About this exercise
Among the entries below, how many lines hold "white"? Only the number is wanted.
:: Data to use ::
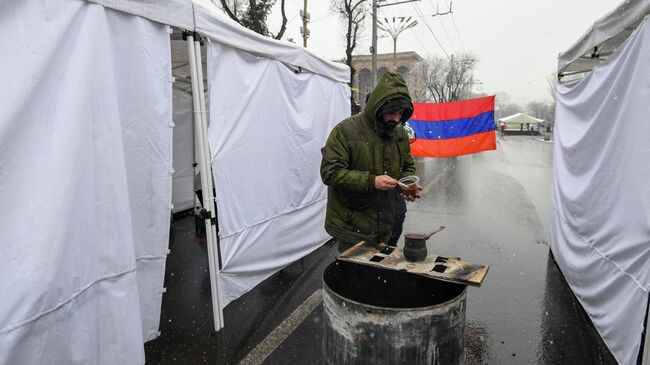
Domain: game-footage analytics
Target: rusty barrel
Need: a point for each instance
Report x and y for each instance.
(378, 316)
:::
:: Data to use ::
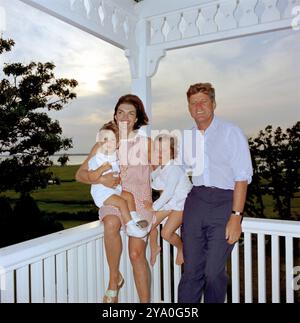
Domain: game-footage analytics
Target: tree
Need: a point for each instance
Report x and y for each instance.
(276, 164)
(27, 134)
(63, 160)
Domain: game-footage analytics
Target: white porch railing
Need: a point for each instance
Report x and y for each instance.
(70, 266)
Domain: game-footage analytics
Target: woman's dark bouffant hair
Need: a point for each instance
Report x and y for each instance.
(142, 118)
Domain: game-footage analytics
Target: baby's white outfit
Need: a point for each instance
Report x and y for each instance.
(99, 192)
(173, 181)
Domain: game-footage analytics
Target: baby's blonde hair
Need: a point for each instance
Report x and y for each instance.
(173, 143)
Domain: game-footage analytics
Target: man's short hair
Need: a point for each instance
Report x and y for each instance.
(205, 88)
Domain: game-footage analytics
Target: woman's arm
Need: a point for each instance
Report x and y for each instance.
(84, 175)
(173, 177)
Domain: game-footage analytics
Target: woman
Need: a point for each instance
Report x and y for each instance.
:::
:: Data to use ::
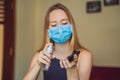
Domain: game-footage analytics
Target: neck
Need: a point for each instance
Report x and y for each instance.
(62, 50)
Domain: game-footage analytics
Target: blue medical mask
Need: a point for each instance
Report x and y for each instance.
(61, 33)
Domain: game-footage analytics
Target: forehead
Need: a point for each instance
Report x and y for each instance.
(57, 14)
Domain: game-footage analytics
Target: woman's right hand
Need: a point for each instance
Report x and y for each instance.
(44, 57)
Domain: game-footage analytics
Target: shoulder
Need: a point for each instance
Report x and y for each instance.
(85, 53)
:::
Exercise result
2